======== INFORMATION
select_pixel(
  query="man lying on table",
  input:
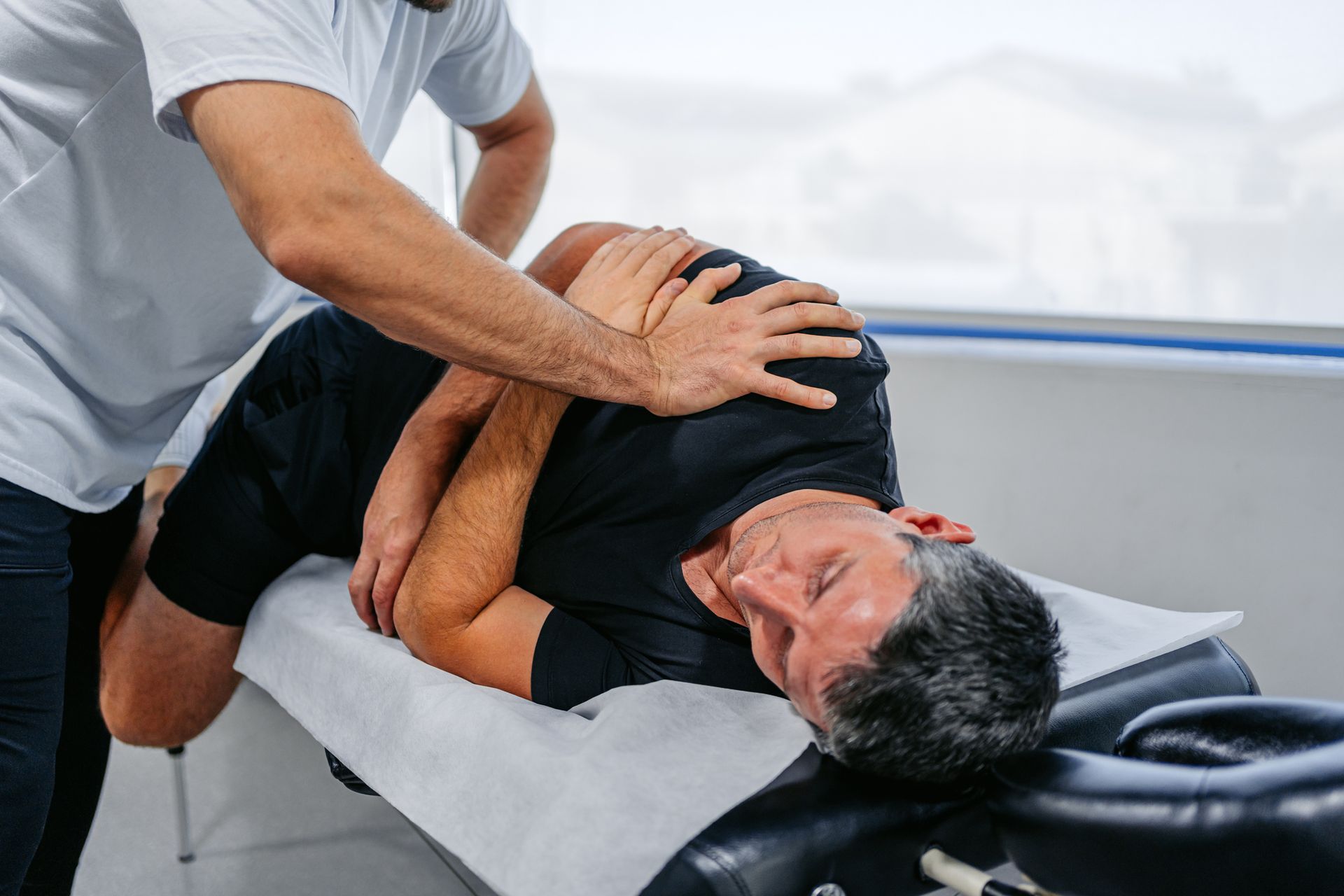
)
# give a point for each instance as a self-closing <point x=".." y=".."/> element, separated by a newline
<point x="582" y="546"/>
================
======== INFORMATION
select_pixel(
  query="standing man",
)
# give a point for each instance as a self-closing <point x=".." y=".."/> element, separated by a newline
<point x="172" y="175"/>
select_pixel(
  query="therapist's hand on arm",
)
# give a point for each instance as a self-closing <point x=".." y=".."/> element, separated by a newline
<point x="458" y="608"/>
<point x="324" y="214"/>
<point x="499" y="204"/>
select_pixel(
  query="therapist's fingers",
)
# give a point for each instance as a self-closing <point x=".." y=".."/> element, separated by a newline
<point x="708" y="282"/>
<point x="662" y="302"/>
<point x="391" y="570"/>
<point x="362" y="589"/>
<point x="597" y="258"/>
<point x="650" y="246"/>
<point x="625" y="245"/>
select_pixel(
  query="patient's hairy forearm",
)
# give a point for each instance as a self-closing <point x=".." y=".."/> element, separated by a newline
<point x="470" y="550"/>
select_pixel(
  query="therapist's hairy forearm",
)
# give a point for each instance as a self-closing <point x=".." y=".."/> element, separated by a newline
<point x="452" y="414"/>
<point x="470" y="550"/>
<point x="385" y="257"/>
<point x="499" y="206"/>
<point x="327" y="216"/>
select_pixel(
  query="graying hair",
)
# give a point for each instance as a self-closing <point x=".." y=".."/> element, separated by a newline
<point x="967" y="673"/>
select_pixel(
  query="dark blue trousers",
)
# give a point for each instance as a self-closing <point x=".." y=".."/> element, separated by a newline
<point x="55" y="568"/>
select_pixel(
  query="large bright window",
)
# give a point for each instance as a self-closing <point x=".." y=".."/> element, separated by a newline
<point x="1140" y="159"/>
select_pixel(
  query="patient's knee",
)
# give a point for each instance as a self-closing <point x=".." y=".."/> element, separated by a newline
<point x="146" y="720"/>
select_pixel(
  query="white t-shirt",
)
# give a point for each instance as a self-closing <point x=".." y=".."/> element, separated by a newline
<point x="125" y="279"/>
================
REQUIRED ACTION:
The answer must be a single number: the count of lines above that contain the word "hairy".

COMPLETED EXERCISE:
2